臓器移植大国のスペインでまた、偉業が達成した(という書き出しは、他の記事でも使ってるので、陳腐で、手垢が付いてるんだけど、他の言い方が見つからないんだなぁ)。

これまでも、心臓と肝臓の同時移植(昨年11/17の記事を参照)だとか、臓器や血管が小さくて移植が不可能と考えられていた幼児から幼児への移植(同9/1)など、数々のチャレンジをスペインは成功させてきた。

そして、この度、事故で心臓が「文字通り壊れた(literalmente roto)」男性の心臓に牛の心膜(pericardio)を移植し、男性の命を救った。

心膜とは、心臓を本来の正しい位置に保ったり、胸部の感染症から心臓を守ったりする膜(membrana)のこと。

73歳のこの男性は自身が運転する車が他の車と正面衝突(chocó frontalmente)した拍子に、ハンドル(volante)が胸を強く圧迫(impacto)したことが原因で、心臓に5センチほどの亀裂(fisura)が入ったという。

本来ならば、心膜のおかげで、心臓は守られるはずなのだが、なんと、この男性、14歳の時に心膜を病気で除去してしまっていたという。

実は、この心膜という臓器は、無くても心臓の機能にほぼ影響はないらしく、生きていく上でどうしてもなくてはならないというわけでもないらしい。

しかし、心臓に穴が開いたとなれば、一大事。

マラガ大学病院で、男性は48日間にもおよぶ、生死をかけた(a vida o muerte)大手術(complicada operación)を受け、一命を取り留めた。

通常ならば、事故で亡くなっていたところ。我々がいつも使う医学書などには載っていないケース(Lo normal es que hubiera fallecido en el accidente. Es un caso que nosotros no hemos visto en la literatura científica que consultamos normalmente)。

____

[指示] 抜粋文によると、事故で男性の心臓に入った亀裂はどれくらいの大きさだったか、答えてください。 項目は抜粋文とは別の資料である。

____

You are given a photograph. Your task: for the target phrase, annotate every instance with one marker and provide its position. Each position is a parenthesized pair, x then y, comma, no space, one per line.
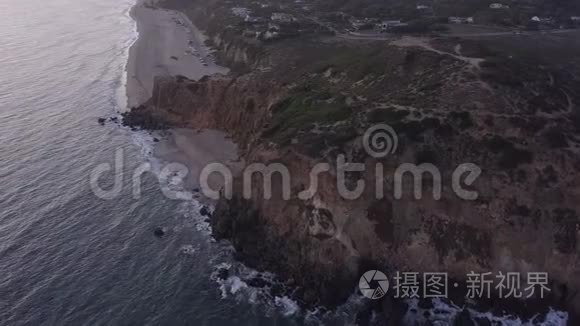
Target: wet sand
(169,44)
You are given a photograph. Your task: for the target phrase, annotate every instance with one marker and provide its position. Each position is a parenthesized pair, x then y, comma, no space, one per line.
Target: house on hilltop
(282,17)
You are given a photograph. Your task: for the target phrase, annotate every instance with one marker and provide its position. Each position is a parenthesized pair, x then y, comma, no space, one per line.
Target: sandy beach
(169,44)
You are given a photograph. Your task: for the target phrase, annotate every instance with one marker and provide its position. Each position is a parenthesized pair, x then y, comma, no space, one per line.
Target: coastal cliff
(517,121)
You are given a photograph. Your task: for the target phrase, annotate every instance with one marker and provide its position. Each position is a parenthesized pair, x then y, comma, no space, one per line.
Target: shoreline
(168,44)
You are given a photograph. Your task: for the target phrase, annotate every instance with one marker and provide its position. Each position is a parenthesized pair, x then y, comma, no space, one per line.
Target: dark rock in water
(160,232)
(204,211)
(483,322)
(223,273)
(394,310)
(464,319)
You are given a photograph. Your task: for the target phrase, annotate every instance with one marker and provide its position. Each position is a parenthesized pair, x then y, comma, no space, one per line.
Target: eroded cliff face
(518,123)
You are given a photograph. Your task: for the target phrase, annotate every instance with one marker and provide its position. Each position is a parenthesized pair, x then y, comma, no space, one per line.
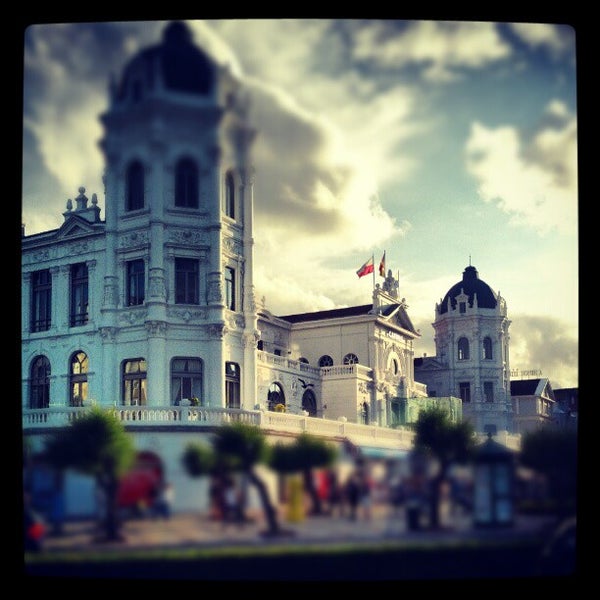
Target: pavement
(197,530)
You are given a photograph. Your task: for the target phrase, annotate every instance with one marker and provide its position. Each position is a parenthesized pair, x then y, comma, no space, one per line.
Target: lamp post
(494,473)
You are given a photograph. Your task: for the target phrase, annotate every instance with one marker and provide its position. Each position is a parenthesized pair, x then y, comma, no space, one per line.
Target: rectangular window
(465,391)
(230,288)
(79,294)
(134,382)
(488,391)
(135,288)
(232,385)
(187,280)
(186,380)
(41,300)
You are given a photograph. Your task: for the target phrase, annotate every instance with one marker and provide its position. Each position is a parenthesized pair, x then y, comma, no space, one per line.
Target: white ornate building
(472,353)
(152,309)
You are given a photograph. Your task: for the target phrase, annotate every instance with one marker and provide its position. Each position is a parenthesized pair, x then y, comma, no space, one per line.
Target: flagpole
(373,260)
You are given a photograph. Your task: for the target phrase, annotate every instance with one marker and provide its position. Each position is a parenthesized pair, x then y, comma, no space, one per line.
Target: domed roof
(470,285)
(181,66)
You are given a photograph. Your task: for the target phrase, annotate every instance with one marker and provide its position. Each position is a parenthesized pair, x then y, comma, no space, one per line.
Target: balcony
(176,417)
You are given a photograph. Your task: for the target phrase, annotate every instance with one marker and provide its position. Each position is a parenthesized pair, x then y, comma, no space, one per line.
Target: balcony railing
(144,416)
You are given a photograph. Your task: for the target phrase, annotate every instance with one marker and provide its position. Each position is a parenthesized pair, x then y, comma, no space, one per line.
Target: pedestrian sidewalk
(195,530)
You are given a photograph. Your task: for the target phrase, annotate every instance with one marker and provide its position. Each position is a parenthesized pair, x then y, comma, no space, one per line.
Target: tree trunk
(434,506)
(309,486)
(273,526)
(112,522)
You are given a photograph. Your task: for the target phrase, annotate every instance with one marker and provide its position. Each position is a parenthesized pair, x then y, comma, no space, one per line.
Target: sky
(442,144)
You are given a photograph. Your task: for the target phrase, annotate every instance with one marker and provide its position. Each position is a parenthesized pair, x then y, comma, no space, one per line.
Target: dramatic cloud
(533,180)
(440,48)
(544,35)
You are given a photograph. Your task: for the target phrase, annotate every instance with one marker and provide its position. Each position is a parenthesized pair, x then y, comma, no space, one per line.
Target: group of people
(355,497)
(352,498)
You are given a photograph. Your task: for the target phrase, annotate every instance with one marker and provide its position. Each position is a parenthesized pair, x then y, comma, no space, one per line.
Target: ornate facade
(472,353)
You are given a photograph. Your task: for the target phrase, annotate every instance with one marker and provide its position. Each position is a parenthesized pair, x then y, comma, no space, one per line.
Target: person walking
(164,500)
(353,495)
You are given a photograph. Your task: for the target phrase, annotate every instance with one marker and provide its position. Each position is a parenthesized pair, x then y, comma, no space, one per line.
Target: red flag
(367,268)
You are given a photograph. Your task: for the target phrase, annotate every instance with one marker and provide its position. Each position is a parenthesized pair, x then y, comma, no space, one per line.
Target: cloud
(545,343)
(535,180)
(439,48)
(557,39)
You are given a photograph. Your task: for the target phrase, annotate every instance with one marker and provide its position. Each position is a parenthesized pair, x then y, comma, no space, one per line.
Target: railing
(340,370)
(287,363)
(143,416)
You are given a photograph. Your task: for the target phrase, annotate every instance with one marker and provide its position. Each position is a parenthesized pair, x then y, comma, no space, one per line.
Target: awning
(391,453)
(354,449)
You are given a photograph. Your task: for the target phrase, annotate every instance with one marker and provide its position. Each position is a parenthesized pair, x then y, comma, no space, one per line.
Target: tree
(96,444)
(553,454)
(307,453)
(449,443)
(238,447)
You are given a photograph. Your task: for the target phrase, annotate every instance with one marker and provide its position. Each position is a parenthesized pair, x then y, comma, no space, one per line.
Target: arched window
(134,382)
(135,186)
(232,385)
(463,349)
(230,195)
(78,384)
(487,348)
(186,183)
(326,361)
(39,391)
(276,396)
(350,359)
(309,403)
(186,380)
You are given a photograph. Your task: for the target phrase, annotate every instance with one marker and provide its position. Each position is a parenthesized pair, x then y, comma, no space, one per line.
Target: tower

____

[最終回答] 5センチほど。